-- begin SELECTION --

From bb3b849d7271aa49ac362919a999e16c7c41638b Mon Sep 17 00:00:00 2001
From: Andi Kleen <ak@linux.intel.com>
Date: Mon, 4 Feb 2019 16:47:07 -0800
Subject: [PATCH 4/8] x86/pmu/intel: Add perf event attribute to enable counter
 3
Status: O
Content-Length: 2976
Lines: 100

Add a "force_rtm_abort" attribute per perf event attribute
to allow user programs to opt in to use counter 3 and disable
TSX while the perf event is active.

This allows non root programs to use groups with 4 counters,
even if TSX is fully enabled.

The actual defaults depend on further patches.

We use config2 bit 0 in the core PMU for this interface.

Signed-off-by: Andi Kleen <ak@linux.intel.com>
---
 arch/x86/events/intel/core.c | 21 +++++++++++++++++++++
 arch/x86/events/perf_event.h |  2 ++
 2 files changed, 23 insertions(+)

diff --git a/arch/x86/events/intel/core.c b/arch/x86/events/intel/core.c
index a24f73462a98..c197b2f1cfcc 100644
--- a/arch/x86/events/intel/core.c
+++ b/arch/x86/events/intel/core.c
@@ -3181,6 +3181,13 @@ static int intel_pmu_hw_config(struct perf_event *event)

-- end SELECTION --
-- begin DATA ENTRIES --

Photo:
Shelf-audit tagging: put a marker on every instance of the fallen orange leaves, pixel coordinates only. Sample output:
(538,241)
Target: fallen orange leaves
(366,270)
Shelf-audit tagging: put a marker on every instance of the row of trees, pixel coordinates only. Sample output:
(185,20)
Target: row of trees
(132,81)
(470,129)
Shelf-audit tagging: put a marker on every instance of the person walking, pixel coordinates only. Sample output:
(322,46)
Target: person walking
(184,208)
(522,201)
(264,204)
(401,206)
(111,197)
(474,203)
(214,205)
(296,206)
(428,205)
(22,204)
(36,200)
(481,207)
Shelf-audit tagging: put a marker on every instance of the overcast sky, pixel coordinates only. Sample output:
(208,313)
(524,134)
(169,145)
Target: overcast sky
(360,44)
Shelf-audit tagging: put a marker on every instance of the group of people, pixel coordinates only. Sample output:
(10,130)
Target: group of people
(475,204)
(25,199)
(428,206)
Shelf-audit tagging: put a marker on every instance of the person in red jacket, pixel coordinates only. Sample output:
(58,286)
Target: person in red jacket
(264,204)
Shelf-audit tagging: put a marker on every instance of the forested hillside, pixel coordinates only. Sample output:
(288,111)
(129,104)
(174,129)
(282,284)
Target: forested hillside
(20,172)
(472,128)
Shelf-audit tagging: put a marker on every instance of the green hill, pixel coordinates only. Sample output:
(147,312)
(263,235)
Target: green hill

-- end DATA ENTRIES --

▶ **REQUESTS**
1. Can you write out the whole patch above, word for word?
2. Can you lay out the lines of the rows, from the line with "of the forested" through the last line of the rows, both ends included, as a Markdown table with the columns Number and Text? Give one line per table row and leave out any blank lines.

▶ **OUTPUTS**
1.
From bb3b849d7271aa49ac362919a999e16c7c41638b Mon Sep 17 00:00:00 2001
From: Andi Kleen <ak@linux.intel.com>
Date: Mon, 4 Feb 2019 16:47:07 -0800
Subject: [PATCH 4/8] x86/pmu/intel: Add perf event attribute to enable counter
 3
Status: O
Content-Length: 2976
Lines: 100

Add a "force_rtm_abort" attribute per perf event attribute
to allow user programs to opt in to use counter 3 and disable
TSX while the perf event is active.

This allows non root programs to use groups with 4 counters,
even if TSX is fully enabled.

The actual defaults depend on further patches.

We use config2 bit 0 in the core PMU for this interface.

Signed-off-by: Andi Kleen <ak@linux.intel.com>
---
 arch/x86/events/intel/core.c | 21 +++++++++++++++++++++
 arch/x86/events/perf_event.h |  2 ++
 2 files changed, 23 insertions(+)

diff --git a/arch/x86/events/intel/core.c b/arch/x86/events/intel/core.c
index a24f73462a98..c197b2f1cfcc 100644
--- a/arch/x86/events/intel/core.c
+++ b/arch/x86/events/intel/core.c
@@ -3181,6 +3181,13 @@ static int intel_pmu_hw_config(struct perf_event *event)

2.
| Number | Text |
|---|---|
| 1 | Shelf-audit tagging: put a marker on every instance of the forested hillside, pixel coordinates only. Sample output: |
| 2 | (288,111) |
| 3 | (129,104) |
| 4 | (174,129) |
| 5 | (282,284) |
| 6 | Target: forested hillside |
| 7 | (20,172) |
| 8 | (472,128) |
| 9 | Shelf-audit tagging: put a marker on every instance of the green hill, pixel coordinates only. Sample output: |
| 10 | (147,312) |
| 11 | (263,235) |
| 12 | Target: green hill |